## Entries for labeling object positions
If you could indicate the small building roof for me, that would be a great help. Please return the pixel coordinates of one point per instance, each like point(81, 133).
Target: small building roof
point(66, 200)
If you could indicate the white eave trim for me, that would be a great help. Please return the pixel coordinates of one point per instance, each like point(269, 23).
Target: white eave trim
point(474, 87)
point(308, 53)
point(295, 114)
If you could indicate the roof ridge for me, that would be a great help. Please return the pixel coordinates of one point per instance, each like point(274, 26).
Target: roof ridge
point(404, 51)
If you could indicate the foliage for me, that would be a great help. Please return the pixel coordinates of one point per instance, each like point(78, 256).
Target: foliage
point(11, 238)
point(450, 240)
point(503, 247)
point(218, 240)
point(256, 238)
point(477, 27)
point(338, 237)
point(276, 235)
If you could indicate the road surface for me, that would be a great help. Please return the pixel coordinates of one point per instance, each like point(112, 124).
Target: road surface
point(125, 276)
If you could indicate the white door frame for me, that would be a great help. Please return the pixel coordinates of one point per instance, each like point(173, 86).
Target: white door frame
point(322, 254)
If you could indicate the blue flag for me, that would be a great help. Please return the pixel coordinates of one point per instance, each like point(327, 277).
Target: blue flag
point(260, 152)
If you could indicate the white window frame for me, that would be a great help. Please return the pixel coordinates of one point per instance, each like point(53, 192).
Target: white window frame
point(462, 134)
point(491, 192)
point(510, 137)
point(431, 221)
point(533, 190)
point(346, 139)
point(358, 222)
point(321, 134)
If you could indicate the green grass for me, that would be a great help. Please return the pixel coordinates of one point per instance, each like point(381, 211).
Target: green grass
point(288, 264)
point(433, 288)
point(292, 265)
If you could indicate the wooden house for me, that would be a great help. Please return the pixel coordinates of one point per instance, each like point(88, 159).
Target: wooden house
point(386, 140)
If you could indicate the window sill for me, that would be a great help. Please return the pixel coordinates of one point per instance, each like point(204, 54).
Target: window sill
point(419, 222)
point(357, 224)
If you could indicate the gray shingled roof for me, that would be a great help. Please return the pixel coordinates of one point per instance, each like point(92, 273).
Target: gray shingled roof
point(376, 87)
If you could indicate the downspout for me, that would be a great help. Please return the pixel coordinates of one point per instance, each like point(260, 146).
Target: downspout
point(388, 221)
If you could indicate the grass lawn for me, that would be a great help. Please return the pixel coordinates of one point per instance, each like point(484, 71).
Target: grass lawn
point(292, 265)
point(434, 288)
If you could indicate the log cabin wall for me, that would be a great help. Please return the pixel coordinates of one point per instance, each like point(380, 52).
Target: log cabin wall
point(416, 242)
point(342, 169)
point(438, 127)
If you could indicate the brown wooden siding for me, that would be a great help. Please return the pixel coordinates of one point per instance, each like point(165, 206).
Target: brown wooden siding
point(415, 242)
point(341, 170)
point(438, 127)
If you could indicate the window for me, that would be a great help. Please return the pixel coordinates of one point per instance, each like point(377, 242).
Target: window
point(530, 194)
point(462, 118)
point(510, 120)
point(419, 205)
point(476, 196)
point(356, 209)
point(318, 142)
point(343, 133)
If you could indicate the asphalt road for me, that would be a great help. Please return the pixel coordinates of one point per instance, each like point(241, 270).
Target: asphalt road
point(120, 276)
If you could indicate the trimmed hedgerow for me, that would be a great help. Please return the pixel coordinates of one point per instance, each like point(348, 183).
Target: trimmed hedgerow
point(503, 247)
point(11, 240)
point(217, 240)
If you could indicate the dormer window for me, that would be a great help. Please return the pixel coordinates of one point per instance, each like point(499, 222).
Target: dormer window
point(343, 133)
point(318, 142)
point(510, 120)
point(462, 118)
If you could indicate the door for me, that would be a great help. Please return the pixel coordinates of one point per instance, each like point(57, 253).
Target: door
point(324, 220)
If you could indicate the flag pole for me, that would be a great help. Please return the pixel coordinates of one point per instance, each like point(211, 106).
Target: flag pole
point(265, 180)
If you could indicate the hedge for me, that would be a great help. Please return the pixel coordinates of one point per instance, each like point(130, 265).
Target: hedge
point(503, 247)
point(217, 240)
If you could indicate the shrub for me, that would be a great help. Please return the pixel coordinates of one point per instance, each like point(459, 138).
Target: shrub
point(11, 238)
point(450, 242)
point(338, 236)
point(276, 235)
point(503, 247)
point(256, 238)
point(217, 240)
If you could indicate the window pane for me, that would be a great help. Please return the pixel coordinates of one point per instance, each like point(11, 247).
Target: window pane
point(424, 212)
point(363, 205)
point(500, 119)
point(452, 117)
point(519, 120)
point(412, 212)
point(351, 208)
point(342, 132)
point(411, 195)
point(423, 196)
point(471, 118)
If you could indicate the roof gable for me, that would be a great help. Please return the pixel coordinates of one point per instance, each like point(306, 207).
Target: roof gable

## Your task
Pull out everything from the line containing "If you could indicate the white eave" down to the line containing "point(322, 254)", and reproduce those lines of the items without changing a character.

## Result
If you could indicate the white eave trim for me, that would be a great help. Please return the pixel coordinates of one point per instance, each like point(269, 23).
Target: white eave trim
point(474, 87)
point(308, 53)
point(295, 114)
If you could indicate the roof ridge for me, that would be a great help. Please return the pixel coordinates of one point per instance, each like point(274, 26).
Target: roof ridge
point(404, 51)
If you could indicate the foliage for me, that would be a great help. Please return the pixel coordinates of one point per instance, each like point(78, 256).
Target: foliage
point(11, 238)
point(450, 240)
point(503, 247)
point(218, 240)
point(256, 238)
point(477, 27)
point(338, 237)
point(276, 235)
If you could indicate the road surface for me, that would be a great help. Please return the pixel coordinates of one point per instance, each like point(112, 124).
Target: road surface
point(125, 276)
If you could indicate the white door frame for me, that would be a great help. Please return the pixel coordinates of one point per instance, each like point(173, 86).
Target: white door frame
point(322, 254)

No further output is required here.